» **DIRECTIONS**:
1. In the article on the hepatitis C drug Harvoni, how much does a single pill cost?
2. From the article on the hepatitis C drug Harvoni, copy the passage between "Aucklander Kevin Matthews" and "advanced liver cirrhosis.", inclusive.
3. Write the next part of the article on the hepatitis C drug Harvoni, starting after its final sentence.

Hepatitis C sufferers say a highly-expensive drug Pharmac is considering offering to more patients has "given them life".
Harvoni, which costs about $1000 per pill, was funded by Pharmac last July for patients who were sick enough to be considered for a liver transplant.
On Sunday, as part of a pre-Budget announcement, Pharmac said it intended to make Harvoni - a tablet that is taken orally - available to patients whose illness was not as advanced.
Craig Pedersen of Tauranga said he had watched his brother die from hepatitis C, and he was scared when he found out he had it.
"I'd watched him go through the transplant and subsequently die from complications afterwards. I just didn't want to do the same thing.
"You know, to see it happen once was enough and to have it happening for me was very, very frightening."
He said the virus left him tired, sick and with a constant, random itch. The symptoms continued as he deteriorated.
"I felt like crap. I was listless, I was lacking energy. And now I can look back and see that for the last 34 years of my life I was slowly dying."
The 51-year-old received Harvoni tablets last year and his doctors say he is cured.
"People say every day above ground is a good thing and all that sort of thing, but until you've actually been at that point you really don't understand just how scary and how dark it can be."
Aucklander Kevin Matthews also got Harvoni, but again not until death beckoned for him.
He said he was in hospital more often than not, being fed by a tube, and had been told to get his affairs in order, but it seemed Harvoni had changed that.
"It just gives me life. It gives me the inspiration that every day is a great day. Every day that I wake up is a great day. Nobody can take that off me."
Auckland liver specialist Ed Gane said the men had been cured and welcomed the extension of the drug for use earlier in advanced liver cirrhosis.
"This is a benefit for that group of people who have already started developing liver failure. By allowing us to treat them at the slightly earlier stage we should be able to rescue them from the need for transplant."
He estimated the extension would broaden access from about 40 patients a year to about 100.

» **EXTRACTED MATERIAL**:
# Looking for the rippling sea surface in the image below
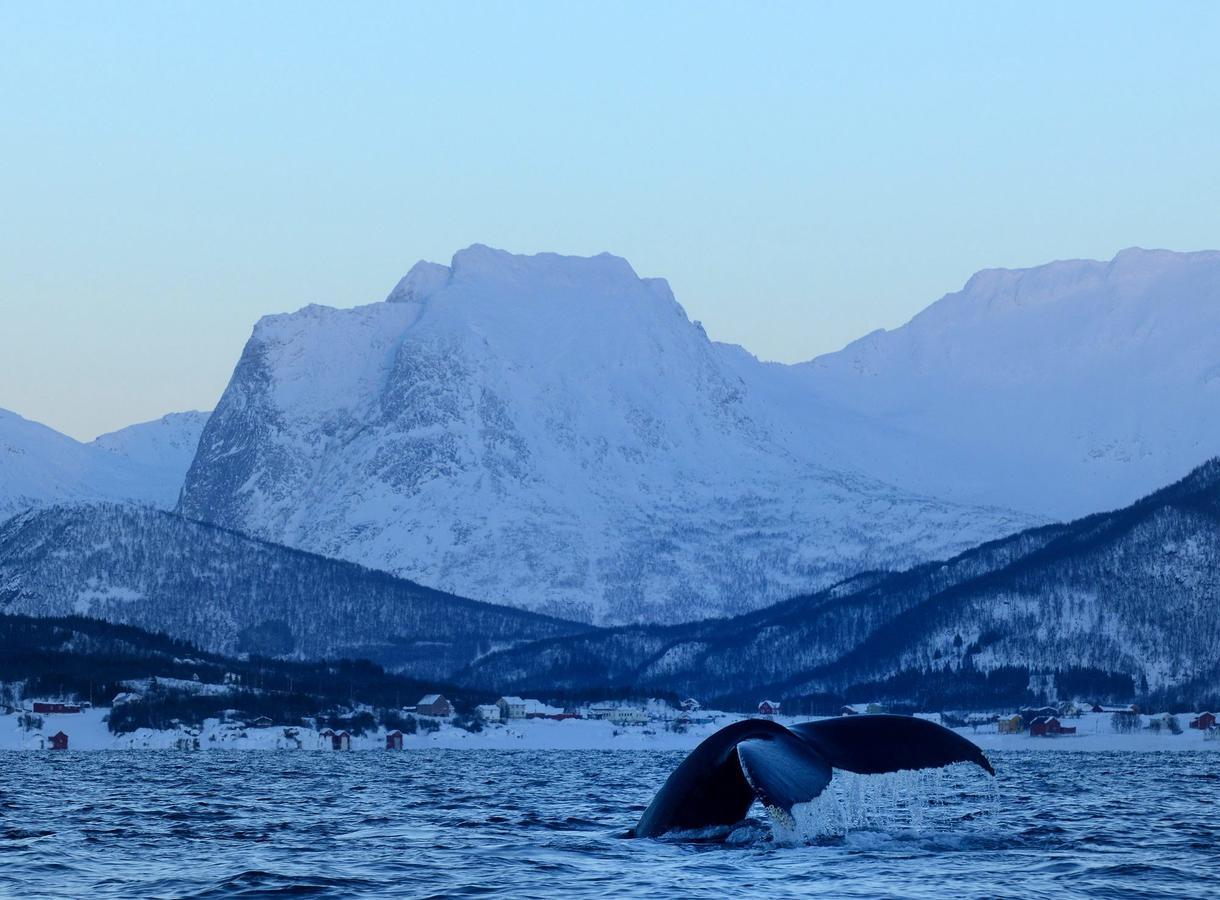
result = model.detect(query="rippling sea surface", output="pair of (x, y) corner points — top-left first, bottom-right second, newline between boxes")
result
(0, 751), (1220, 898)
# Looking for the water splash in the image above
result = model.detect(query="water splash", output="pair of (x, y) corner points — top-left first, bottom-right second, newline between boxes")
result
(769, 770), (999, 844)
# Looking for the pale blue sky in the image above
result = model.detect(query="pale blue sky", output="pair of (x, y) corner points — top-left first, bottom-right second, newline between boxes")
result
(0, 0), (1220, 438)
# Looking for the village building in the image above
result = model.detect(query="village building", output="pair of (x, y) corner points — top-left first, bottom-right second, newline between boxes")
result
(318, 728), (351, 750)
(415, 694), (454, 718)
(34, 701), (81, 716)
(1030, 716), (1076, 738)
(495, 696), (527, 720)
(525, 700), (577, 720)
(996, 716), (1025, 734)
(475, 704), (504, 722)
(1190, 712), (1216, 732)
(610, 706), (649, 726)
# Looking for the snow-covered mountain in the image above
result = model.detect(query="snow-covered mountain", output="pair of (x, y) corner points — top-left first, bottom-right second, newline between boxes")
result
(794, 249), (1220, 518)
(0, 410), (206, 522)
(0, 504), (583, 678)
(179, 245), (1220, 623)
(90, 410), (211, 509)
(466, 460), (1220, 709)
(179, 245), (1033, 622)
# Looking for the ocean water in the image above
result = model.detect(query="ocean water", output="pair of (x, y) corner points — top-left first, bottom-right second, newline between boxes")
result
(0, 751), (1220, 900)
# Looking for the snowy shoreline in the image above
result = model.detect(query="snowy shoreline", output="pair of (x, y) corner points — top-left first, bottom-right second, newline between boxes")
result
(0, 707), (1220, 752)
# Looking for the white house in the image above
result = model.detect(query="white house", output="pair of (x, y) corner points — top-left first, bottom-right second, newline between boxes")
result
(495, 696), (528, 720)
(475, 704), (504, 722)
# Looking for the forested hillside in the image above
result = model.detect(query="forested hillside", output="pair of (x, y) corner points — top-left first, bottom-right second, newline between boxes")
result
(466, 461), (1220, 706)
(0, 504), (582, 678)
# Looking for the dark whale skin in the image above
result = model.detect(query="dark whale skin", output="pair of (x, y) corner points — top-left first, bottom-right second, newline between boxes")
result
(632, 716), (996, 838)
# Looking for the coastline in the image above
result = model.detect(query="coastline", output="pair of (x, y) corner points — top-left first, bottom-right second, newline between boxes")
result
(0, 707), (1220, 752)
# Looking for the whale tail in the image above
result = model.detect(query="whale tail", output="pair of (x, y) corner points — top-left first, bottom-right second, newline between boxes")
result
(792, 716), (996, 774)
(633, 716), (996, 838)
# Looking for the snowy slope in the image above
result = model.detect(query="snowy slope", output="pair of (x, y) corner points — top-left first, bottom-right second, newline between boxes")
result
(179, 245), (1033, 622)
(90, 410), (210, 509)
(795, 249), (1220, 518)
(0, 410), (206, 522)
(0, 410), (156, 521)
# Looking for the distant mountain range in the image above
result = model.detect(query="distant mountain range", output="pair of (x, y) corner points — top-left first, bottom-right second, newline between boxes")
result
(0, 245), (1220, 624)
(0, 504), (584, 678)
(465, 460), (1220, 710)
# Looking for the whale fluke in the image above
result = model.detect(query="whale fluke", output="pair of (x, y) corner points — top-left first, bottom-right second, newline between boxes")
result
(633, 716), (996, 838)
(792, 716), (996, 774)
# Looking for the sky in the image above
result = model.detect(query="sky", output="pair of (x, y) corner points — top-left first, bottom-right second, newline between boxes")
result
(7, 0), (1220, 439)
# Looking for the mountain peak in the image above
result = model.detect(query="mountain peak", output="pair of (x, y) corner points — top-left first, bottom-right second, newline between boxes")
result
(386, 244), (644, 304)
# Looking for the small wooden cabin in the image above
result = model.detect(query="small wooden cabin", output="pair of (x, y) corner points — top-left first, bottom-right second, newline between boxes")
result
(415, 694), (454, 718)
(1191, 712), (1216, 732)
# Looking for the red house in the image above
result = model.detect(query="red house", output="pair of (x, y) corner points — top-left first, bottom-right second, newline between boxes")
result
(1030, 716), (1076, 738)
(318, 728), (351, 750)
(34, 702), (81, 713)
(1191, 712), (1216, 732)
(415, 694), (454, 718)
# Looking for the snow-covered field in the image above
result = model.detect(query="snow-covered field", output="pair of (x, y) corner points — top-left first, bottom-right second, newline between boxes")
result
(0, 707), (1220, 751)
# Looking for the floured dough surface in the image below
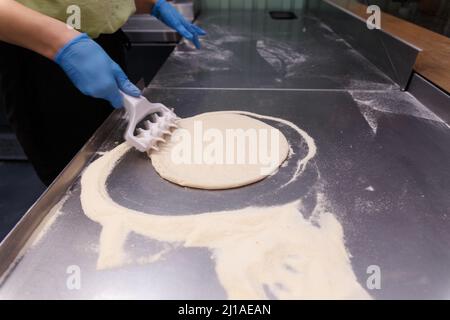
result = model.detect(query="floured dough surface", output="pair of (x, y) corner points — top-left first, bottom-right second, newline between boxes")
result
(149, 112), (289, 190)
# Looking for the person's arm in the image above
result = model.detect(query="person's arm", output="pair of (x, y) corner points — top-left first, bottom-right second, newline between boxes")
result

» **RESULTS**:
1. About $1000.

2.
Aucklander Kevin Matthews also got Harvoni, but again not until death beckoned for him.
He said he was in hospital more often than not, being fed by a tube, and had been told to get his affairs in order, but it seemed Harvoni had changed that.
"It just gives me life. It gives me the inspiration that every day is a great day. Every day that I wake up is a great day. Nobody can take that off me."
Auckland liver specialist Ed Gane said the men had been cured and welcomed the extension of the drug for use earlier in advanced liver cirrhosis.

3.
He added that the 12-week treatment, which occasionally extended to 24 weeks, was cost effective in preventing complications like liver cancer, and liver transplants.
But Professor Gane estimated 20,000 people infected with genotypes of the virus other than type 1.
"So it's a very, very small number of people who can access the Harvoni, but it's important in that these are the people who are sick, and by treating them a bit earlier you should be able to rescue people from transplants."
"So, I think that's a big benefit of this expansion in access."
He looked forward to the day new treatments could be funded for the other types, saying it should enable the disease to be eliminated.
Hepatitis C is spread in different ways, including by injecting drugs or getting a tattoo or body piercing with unsterile equipment.
Mr Pedersen said people could get it in fights and sport.
He said it was time the stigma was dropped and the topic discussed.
"Yes, I got my Hep C through intravenous drugs or tattoos, I'm not sure which. But the stigma needs to be taken away. It's like every other disease known to man."
Pharmac said the list price of the drug was $73,000 a patient for a standard 12-week course - or about $1000 a pill.
The net cost - what it actually pays - is confidential, but other top-dollar drugs are usually assessed for price long-term, over a year.
The most expensive drug funded in this country, Humira, for rheumatoid arthritis, Crohn's disease and colitis, costs $74 million a year.